— start of Text to read —

Press "Enter" to skip to content

About probability metrics

Richard Mansfield Dudley (1938 – 2020)
Richard Mansfield Dudley (1938 – 2020)

This post is about some few distances or divergences between probability measures on the same space, by default $\mathbb{R}^n$, or even $\mathbb{R}$. They generate useful but different topologies.

The first one is familiar in Statistics:
$$
\chi^2(\nu\mid\mu)
=\mathrm{Var}_\mu\Bigr(\frac{\mathrm{d}\nu}{\mathrm{d}\mu}\Bigr)
=\Bigr\|\frac{\mathrm{d}\nu}{\mathrm{d}\mu}-1\Bigr\|^2_{L^2(\mu)}.
$$ The second one is also known as the Kullback-Leibler information divergence or relative entropy:
$$
\mathrm{Kullback}(\nu\mid\mu)
=\int\log\frac{\mathrm{d}\nu}{\mathrm{d}\mu}\mathrm{d}\nu
=\int\frac{\mathrm{d}\nu}{\mathrm{d}\mu}\log\frac{\mathrm{d}\nu}{\mathrm{d}\mu}\mathrm{d}\mu.
$$ The third one is the Fisher information, which can be seen as a logarithmic Sobolev norm:
$$
\mathrm{Fisher}(\nu\mid\mu)
=\int\Bigr|\nabla\log\frac{\mathrm{d}\nu}{\mathrm{d}\mu}\Bigr|^2\mathrm{d}\nu
=4\int\Bigr|\nabla\sqrt{\frac{\mathrm{d}\nu}{\mathrm{d}\mu}}\Bigr|^2\mathrm{d}\mu
$$ The fourth one is the order $2$ Monge-Kantorovich-Wasserstein Euclidean coupling distance
$$
\mathrm{Wasserstein}^2(\mu,\nu)
=\inf_{(X_\mu,X_\nu)}\mathbb{E}(\tfrac{1}{2}|X_\mu-X_\nu|^2)

— end of Text to read —
— start of Entries supplied —

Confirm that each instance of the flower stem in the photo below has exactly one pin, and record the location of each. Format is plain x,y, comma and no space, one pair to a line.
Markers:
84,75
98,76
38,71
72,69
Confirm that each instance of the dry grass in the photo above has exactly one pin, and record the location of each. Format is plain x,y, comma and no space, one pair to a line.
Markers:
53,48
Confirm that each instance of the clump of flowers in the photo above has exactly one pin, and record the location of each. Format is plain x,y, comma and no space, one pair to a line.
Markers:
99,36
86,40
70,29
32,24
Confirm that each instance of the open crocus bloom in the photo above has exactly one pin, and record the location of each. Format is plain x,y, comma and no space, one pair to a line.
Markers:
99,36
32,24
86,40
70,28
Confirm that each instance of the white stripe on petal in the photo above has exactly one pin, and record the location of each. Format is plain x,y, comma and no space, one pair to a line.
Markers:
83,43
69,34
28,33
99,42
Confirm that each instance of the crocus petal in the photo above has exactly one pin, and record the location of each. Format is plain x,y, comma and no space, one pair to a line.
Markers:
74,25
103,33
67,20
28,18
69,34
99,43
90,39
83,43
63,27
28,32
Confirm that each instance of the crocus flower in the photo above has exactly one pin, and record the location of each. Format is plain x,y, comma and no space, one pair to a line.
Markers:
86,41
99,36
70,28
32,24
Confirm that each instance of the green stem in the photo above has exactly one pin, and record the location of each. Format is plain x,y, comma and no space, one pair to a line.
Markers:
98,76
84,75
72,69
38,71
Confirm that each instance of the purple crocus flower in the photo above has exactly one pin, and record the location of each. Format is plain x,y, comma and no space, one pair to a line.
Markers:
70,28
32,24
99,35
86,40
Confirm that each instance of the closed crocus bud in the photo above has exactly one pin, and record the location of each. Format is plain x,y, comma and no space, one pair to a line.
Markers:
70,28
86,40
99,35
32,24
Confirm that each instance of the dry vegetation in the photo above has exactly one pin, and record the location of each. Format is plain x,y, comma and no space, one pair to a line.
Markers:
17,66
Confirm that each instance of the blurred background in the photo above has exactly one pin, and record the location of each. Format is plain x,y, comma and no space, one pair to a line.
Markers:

— end of Entries supplied —

**Direction 1:** In the text on probability metrics above, what two other names are given for the second divergence?
**Direction 2:** Write out the part of the probability metrics text that opens with the words containing "This post is" and closes with "but different topologies.".

**Expected answer 1:** The Kullback-Leibler information divergence, or relative entropy.

**Expected answer 2:**
This post is about some few distances or divergences between probability measures on the same space, by default $\mathbb{R}^n$, or even $\mathbb{R}$. They generate useful but different topologies.